---------- Exercise materials ----------
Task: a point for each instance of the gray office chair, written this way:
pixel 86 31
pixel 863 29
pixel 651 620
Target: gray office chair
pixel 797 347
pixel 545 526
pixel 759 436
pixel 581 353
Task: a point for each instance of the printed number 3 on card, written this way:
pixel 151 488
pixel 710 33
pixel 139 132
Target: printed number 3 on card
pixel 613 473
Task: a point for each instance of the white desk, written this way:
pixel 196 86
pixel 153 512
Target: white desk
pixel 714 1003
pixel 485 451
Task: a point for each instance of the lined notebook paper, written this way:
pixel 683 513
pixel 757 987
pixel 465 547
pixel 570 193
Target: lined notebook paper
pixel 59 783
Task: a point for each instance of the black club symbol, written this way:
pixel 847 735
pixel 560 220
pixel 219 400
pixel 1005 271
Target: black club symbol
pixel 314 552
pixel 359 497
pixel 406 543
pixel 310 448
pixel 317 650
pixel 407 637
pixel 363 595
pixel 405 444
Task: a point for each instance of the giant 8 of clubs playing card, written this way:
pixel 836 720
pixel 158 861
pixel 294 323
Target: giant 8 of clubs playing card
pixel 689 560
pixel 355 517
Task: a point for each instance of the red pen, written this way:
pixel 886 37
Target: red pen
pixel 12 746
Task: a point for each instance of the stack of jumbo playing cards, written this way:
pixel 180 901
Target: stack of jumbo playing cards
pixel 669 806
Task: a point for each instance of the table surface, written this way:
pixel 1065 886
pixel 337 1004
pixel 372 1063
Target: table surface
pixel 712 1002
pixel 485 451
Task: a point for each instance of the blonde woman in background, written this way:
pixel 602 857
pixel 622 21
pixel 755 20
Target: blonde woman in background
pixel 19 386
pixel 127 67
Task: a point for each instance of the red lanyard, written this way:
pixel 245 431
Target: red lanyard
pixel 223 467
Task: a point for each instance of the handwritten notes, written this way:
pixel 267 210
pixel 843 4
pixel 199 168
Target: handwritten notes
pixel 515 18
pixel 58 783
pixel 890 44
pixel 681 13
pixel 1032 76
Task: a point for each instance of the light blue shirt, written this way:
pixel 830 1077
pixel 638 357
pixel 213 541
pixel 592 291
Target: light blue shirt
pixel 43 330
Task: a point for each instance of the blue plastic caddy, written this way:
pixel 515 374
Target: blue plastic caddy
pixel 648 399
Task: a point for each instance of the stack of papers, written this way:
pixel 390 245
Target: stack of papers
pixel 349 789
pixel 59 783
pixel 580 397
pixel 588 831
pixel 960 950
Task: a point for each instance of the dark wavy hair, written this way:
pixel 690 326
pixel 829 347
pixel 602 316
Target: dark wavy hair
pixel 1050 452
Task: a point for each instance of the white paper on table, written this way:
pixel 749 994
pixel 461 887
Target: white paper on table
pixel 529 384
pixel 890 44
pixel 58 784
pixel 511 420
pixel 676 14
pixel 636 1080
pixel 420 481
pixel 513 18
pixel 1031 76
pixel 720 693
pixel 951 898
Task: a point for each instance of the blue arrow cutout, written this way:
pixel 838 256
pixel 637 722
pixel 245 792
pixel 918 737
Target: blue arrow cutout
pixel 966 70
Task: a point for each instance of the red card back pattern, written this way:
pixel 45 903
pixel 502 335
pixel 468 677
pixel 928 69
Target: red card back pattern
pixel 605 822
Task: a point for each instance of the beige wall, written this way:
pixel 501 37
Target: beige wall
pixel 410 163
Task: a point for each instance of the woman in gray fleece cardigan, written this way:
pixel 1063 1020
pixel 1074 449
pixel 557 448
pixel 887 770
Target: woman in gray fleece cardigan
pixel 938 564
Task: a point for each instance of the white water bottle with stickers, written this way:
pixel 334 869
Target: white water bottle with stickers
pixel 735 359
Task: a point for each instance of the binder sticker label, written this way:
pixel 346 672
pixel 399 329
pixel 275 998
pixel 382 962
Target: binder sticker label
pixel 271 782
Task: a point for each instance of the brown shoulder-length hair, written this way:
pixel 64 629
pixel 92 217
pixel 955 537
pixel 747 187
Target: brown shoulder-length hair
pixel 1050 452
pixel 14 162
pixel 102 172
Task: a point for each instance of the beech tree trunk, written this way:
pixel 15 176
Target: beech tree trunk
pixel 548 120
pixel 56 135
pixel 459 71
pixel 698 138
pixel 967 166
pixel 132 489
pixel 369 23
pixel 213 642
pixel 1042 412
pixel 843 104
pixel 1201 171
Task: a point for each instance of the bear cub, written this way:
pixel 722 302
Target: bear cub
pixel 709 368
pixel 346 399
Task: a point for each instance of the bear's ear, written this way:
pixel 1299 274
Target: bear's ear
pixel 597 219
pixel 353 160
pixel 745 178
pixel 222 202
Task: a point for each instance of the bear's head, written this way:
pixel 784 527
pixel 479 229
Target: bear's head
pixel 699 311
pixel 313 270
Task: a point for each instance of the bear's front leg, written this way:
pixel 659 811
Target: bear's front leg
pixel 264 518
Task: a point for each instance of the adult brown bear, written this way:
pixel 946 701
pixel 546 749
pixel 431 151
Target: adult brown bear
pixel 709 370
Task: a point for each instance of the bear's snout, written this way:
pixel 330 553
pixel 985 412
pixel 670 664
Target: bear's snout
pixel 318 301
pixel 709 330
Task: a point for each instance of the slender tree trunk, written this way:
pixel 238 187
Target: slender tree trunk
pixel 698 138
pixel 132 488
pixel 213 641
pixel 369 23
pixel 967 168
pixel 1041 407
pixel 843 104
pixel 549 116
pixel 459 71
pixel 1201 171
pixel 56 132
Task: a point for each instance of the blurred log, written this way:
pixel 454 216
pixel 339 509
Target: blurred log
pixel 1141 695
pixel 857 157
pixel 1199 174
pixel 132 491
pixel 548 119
----------
- [Instructions for the task] Copy the lines from the records above word for word, starting at the line that contains "Task: a point for each instance of the white desk, written" and ending at the line that contains "pixel 12 746", with both of those lines included.

- [Reply]
Task: a point for each instance of the white desk, written this way:
pixel 196 86
pixel 153 512
Target: white desk
pixel 714 1003
pixel 485 451
Task: a point for each instance of the lined notebook paper, written this way:
pixel 683 513
pixel 757 987
pixel 465 547
pixel 570 193
Target: lined notebook paper
pixel 59 783
Task: a point for each instance of the black club symbol, written this way:
pixel 847 735
pixel 560 220
pixel 219 400
pixel 1005 271
Target: black club symbol
pixel 314 552
pixel 359 497
pixel 406 543
pixel 310 448
pixel 317 650
pixel 407 637
pixel 363 595
pixel 405 444
Task: a point for each instance of the giant 8 of clubs playing card, written this way:
pixel 836 720
pixel 158 861
pixel 294 323
Target: giant 8 of clubs playing card
pixel 689 560
pixel 355 517
Task: a point for each instance of the red pen, written this way:
pixel 886 37
Target: red pen
pixel 12 746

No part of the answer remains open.